Le Représentant permanent adjoint de l'Allemagne, Miguel Berguer, Président de la Cinquième Commission lors de la 67ème session de l'Assemblée générale. Photo ONU/JC McIlwaine
Le Représentant permanent adjoint de l'Allemagne, Miguel Berguer, Président de la Cinquième Commission lors de la 67ème session de l'Assemblée générale. Photo ONU/JC McIlwaine

DOSSIER : ressources humaines et financières de l’ONU, prérogatives de la Cinquième Commission

Établie en 1945, à la fin de la Seconde Guerre mondiale, l’Assemblée générale est le principal organe délibérant, directeur et représentatif de l’ONU. Formée des 193 États Membres de l’Organisation, elle offre un forum multilatéral de discussion unique sur l’éventail des questions internationales abordées dans la Charte des Nations Unies.

Chaque année, à la fin du mois de septembre, l’Assemblée retient l’attention du monde entier lorsque chefs d’État et de gouvernement se retrouvent au Siège de l’ONU à New York pour prendre part au débat général de l’Assemblée.

• • • • •

:: Consignes ::
• 1. D'après le texte sur l'Assemblée générale de l'ONU, combien d'États Membres la composent ?
• 2. Recopiez sans rien changer le passage du texte sur l'Assemblée générale de l'ONU qui commence par "DOSSIER : ressources" et se poursuit jusqu'à "général de l’Assemblée.".
• 3. Rédigez la suite du texte sur l'Assemblée générale de l'ONU, après sa dernière phrase.

(Extrait du jeu de données)
• • • • •

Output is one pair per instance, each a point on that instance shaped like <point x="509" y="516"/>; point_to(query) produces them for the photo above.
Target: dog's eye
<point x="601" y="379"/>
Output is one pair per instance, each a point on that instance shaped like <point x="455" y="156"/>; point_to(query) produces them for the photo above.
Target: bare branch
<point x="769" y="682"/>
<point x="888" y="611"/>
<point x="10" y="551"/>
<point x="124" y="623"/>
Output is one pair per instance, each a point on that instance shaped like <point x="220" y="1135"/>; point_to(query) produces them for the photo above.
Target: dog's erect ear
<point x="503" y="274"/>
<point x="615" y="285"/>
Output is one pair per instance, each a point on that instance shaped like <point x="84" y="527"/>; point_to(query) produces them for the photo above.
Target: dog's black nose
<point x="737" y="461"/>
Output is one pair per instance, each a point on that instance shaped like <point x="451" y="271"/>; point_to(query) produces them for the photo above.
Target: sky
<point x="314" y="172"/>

• • • • •

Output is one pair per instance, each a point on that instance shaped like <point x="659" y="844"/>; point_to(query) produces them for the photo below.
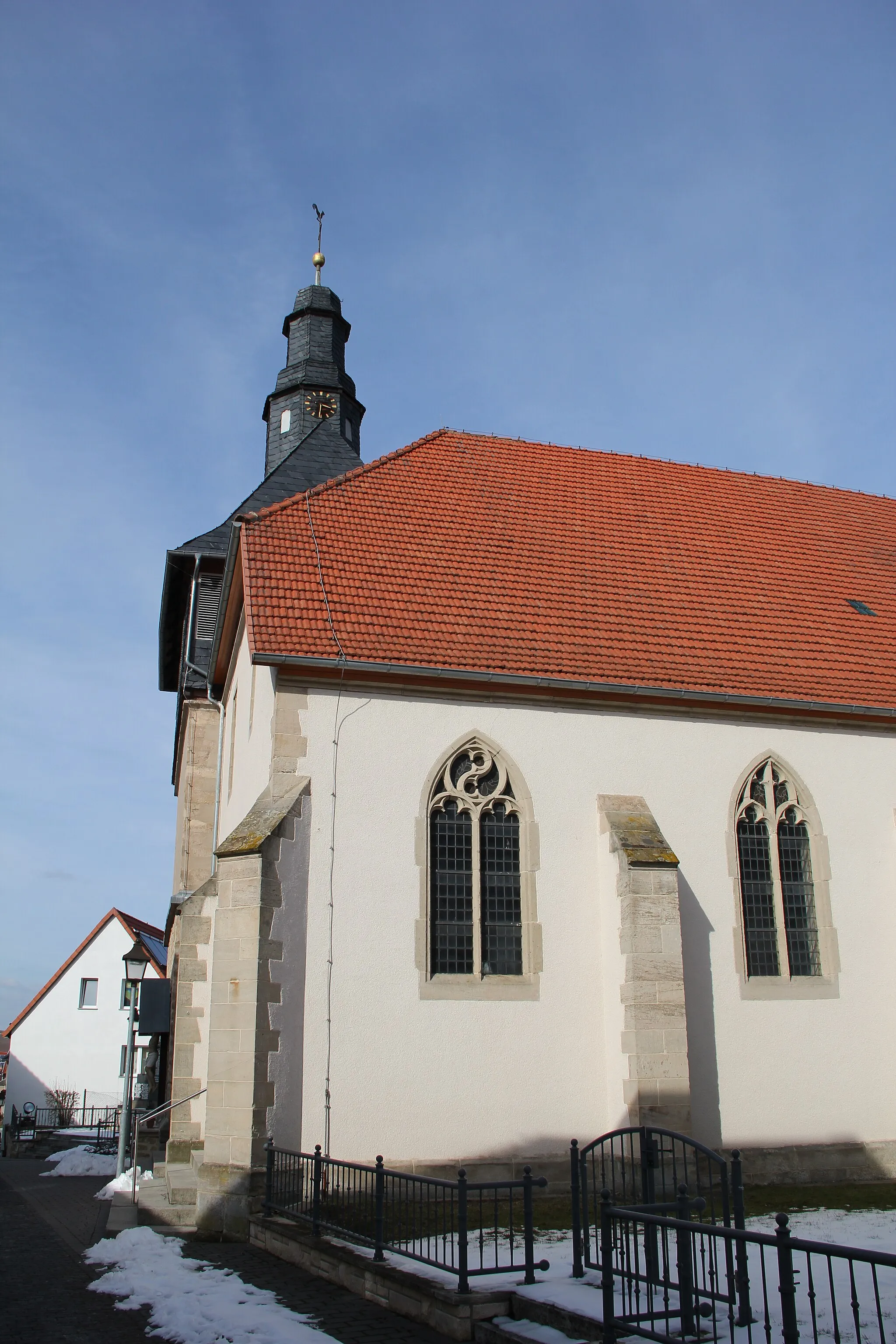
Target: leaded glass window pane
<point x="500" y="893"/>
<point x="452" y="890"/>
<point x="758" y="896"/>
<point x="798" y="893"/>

• • • • •

:: Réponses par tâche ::
• 1. Elle est formée des 193 États Membres de l'Organisation.

• 2.
DOSSIER : ressources humaines et financières de l’ONU, prérogatives de la Cinquième Commission

Établie en 1945, à la fin de la Seconde Guerre mondiale, l’Assemblée générale est le principal organe délibérant, directeur et représentatif de l’ONU. Formée des 193 États Membres de l’Organisation, elle offre un forum multilatéral de discussion unique sur l’éventail des questions internationales abordées dans la Charte des Nations Unies.

Chaque année, à la fin du mois de septembre, l’Assemblée retient l’attention du monde entier lorsque chefs d’État et de gouvernement se retrouvent au Siège de l’ONU à New York pour prendre part au débat général de l’Assemblée.

• 3.
Toutefois, les questions et thèmes abordés par celle-ci font l’objet d’un examen assidu par ses six Grandes Commissions, dont les travaux débutent immédiatement à l’issue du débat général. En 2012, près de 170 points étaient inscrits à l’ordre du jour de l’Assemblée, la plupart retenus d’une session à l’autre.

Tous les États Membres siègent à ces Commissions, dont l’ordre du jour est axé sur une thématique. Les questions à l’ordre du jour sont débattues et les résolutions correspondantes négociées et mises aux voix avant d’être transmises à l’Assemblée générale pour approbation.

Dans le cadre d’une série de six articles, le Centre d’actualités présente un aperçu des Grandes Commissions. Aujourd’hui, elle se penche sur les travaux de la Cinquième Commission.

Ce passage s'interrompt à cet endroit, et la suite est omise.